What is the difference between site-to-site VPN and remote access VPN?

A site-to-site VPN connects entire networks, such as a branch office to headquarters, using VPN gateways (routers/firewalls). It is always on and transparent to users. A remote access VPN connects individual users to a corporate network, typically using client software or a web browser. Remote access VPNs are on-demand and require user authentication. Site-to-site VPNs usually use IPsec; remote access VPNs often use SSL/TLS or IPsec with a client.

Which VPN protocol is most secure: PPTP, L2TP/IPsec, or IPsec?

IPsec with strong encryption (AES-256) and authentication (SHA-256) is the most secure. L2TP/IPsec is also secure but adds overhead from L2TP. PPTP is the least secure due to its use of MPPE (RC4) and known vulnerabilities. For modern deployments, IPsec or SSL VPN are recommended. WireGuard is also highly secure but newer.

What ports does IPsec use?

★ ★ ★

-- Problem set --
1/ Answer these questions using the VPN Q&A:
(a) What protocol do site-to-site VPNs usually use?
(b) Besides its known vulnerabilities, what makes PPTP the least secure?
(c) What do remote access VPNs require from users?
2/ Copy the VPN Q&A starting with "Which VPN protocol" and going on through "secure but newer.", swapping in "extra load" wherever "overhead" appears.
3/ Carry on writing the VPN Q&A from its final line.

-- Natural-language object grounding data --
★ ★ ★

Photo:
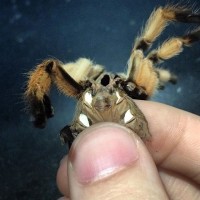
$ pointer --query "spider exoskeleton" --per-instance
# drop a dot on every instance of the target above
(104, 96)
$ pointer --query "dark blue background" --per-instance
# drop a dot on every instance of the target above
(102, 30)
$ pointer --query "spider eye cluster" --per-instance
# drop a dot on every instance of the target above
(105, 80)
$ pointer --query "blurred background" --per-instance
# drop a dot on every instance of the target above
(103, 31)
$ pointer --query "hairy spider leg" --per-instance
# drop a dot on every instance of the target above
(169, 49)
(141, 70)
(38, 87)
(159, 19)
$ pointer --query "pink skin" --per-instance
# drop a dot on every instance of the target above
(174, 148)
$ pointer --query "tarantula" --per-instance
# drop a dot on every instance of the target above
(104, 96)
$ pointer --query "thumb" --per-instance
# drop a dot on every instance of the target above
(108, 161)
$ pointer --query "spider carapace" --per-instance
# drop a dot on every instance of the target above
(104, 96)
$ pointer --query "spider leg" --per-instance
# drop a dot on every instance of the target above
(66, 136)
(38, 86)
(173, 46)
(159, 19)
(142, 79)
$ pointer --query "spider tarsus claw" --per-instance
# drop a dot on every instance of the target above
(49, 67)
(173, 79)
(48, 108)
(66, 136)
(187, 17)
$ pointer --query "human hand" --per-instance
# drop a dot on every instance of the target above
(108, 161)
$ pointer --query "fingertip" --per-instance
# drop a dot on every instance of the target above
(62, 177)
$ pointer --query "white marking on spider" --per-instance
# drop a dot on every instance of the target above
(88, 98)
(118, 97)
(128, 116)
(84, 120)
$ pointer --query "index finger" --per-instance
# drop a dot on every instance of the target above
(175, 143)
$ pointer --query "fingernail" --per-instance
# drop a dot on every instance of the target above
(102, 152)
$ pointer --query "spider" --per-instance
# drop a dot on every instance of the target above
(104, 96)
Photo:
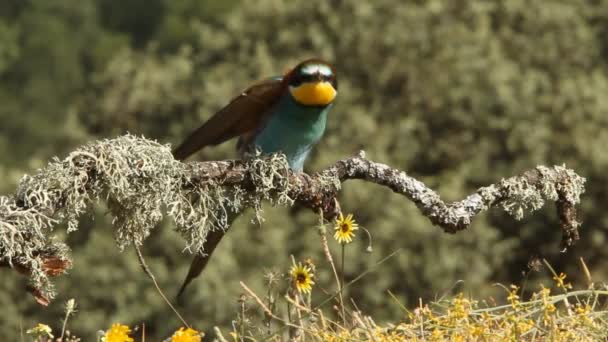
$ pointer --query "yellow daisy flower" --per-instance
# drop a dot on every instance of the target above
(302, 278)
(345, 228)
(186, 335)
(41, 330)
(118, 333)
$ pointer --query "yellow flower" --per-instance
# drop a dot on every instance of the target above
(118, 333)
(345, 228)
(560, 281)
(302, 278)
(41, 330)
(186, 335)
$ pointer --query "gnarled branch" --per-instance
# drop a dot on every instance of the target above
(139, 178)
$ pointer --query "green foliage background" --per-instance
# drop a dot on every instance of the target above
(457, 93)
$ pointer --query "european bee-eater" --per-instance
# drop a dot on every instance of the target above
(282, 114)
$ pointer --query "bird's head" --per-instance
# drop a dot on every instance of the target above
(313, 83)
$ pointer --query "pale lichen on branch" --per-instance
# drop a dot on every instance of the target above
(141, 182)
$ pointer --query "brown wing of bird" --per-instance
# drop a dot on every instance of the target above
(242, 115)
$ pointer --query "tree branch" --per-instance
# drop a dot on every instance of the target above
(139, 179)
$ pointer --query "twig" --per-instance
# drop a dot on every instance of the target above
(147, 270)
(327, 252)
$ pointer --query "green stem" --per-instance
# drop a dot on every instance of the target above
(342, 284)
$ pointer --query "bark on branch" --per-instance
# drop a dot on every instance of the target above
(139, 179)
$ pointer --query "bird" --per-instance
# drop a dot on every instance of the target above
(286, 114)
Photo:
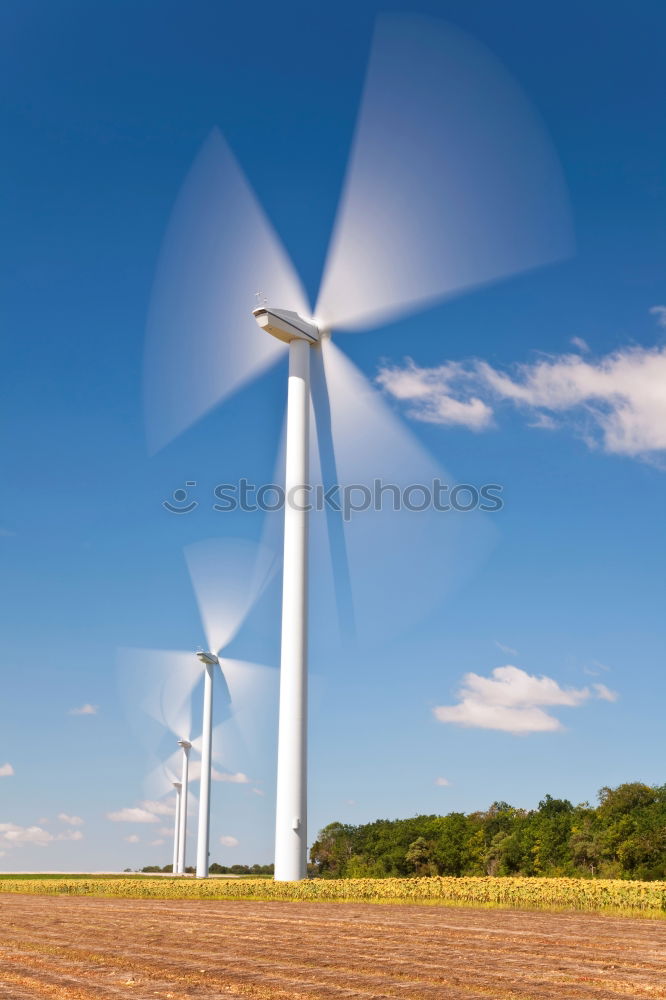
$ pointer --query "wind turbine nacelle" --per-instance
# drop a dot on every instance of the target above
(286, 325)
(208, 658)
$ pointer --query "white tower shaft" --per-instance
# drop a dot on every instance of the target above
(182, 818)
(203, 832)
(176, 827)
(291, 811)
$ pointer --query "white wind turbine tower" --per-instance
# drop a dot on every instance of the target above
(228, 576)
(185, 746)
(452, 184)
(178, 785)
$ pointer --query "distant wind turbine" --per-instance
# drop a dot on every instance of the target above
(452, 184)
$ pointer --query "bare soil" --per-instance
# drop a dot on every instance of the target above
(98, 949)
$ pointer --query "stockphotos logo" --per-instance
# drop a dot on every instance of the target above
(348, 499)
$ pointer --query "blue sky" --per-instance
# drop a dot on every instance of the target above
(105, 108)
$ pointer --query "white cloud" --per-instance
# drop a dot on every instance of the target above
(604, 693)
(12, 834)
(660, 313)
(159, 808)
(132, 815)
(229, 841)
(512, 701)
(616, 402)
(434, 396)
(70, 835)
(72, 820)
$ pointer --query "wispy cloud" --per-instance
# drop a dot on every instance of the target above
(237, 778)
(616, 402)
(70, 835)
(132, 815)
(513, 701)
(159, 808)
(506, 649)
(12, 834)
(72, 820)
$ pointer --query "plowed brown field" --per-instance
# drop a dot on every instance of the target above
(94, 949)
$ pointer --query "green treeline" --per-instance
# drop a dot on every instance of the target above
(623, 837)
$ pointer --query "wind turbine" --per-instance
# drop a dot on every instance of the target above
(178, 785)
(228, 577)
(185, 746)
(452, 183)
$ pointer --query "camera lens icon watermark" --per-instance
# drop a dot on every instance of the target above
(348, 500)
(180, 502)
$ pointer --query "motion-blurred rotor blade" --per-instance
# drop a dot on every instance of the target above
(159, 781)
(228, 575)
(253, 690)
(219, 250)
(397, 564)
(160, 682)
(452, 181)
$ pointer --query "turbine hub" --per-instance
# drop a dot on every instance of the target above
(206, 657)
(286, 325)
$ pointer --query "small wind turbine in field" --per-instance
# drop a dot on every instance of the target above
(185, 746)
(178, 785)
(228, 576)
(452, 183)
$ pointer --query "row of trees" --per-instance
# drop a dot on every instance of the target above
(624, 836)
(216, 869)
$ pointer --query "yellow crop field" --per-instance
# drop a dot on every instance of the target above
(617, 895)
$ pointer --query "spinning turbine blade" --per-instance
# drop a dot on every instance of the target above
(253, 690)
(219, 250)
(396, 564)
(452, 180)
(160, 683)
(228, 575)
(159, 781)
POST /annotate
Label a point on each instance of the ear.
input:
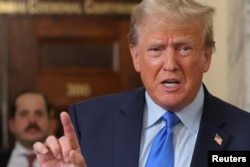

★ ★ ★

-- Task-by-task outputs --
1/
(a) IPsec.
(b) Its use of MPPE (RC4).
(c) User authentication.

2/
Which VPN protocol is most secure: PPTP, L2TP/IPsec, or IPsec?

IPsec with strong encryption (AES-256) and authentication (SHA-256) is the most secure. L2TP/IPsec is also secure but adds extra load from L2TP. PPTP is the least secure due to its use of MPPE (RC4) and known vulnerabilities. For modern deployments, IPsec or SSL VPN are recommended. WireGuard is also highly secure but newer.

3/
IPsec uses UDP port 500 for IKE (Internet Key Exchange), UDP port 4500 for NAT-T (NAT traversal), and IP protocol 50 for ESP (Encapsulating Security Payload) or IP protocol 51 for AH (Authentication Header). IKEv2 also uses UDP 500 and 4500. Some implementations may use TCP 10000 for IKE behind firewalls, but this is rare.

What is split tunneling and when should I use it?

Split tunneling is a VPN configuration where only traffic destined for the corporate network goes through the VPN; all other traffic (e.g., Internet) goes directly to the ISP. It reduces bandwidth on the VPN and improves performance for non-corporate traffic. However, it is less secure because the client is exposed to the Internet and can be compromised, potentially allowing attacks on the corporate network. Use split tunneling when security requirements are lower and bandwidth is limited.

Why does my IPsec VPN fail when behind a NAT router?

IPsec packets contain integrity checks that include the source IP address. NAT changes the source IP, causing the integrity check to fail at the receiver. NAT-T (NAT Traversal) solves this by encapsulating IPsec packets inside UDP (port 4500), which does not require the original source IP for integrity. Ensure both endpoints support NAT-T and that it is enabled.

What is the difference between IPsec transport mode and tunnel mode?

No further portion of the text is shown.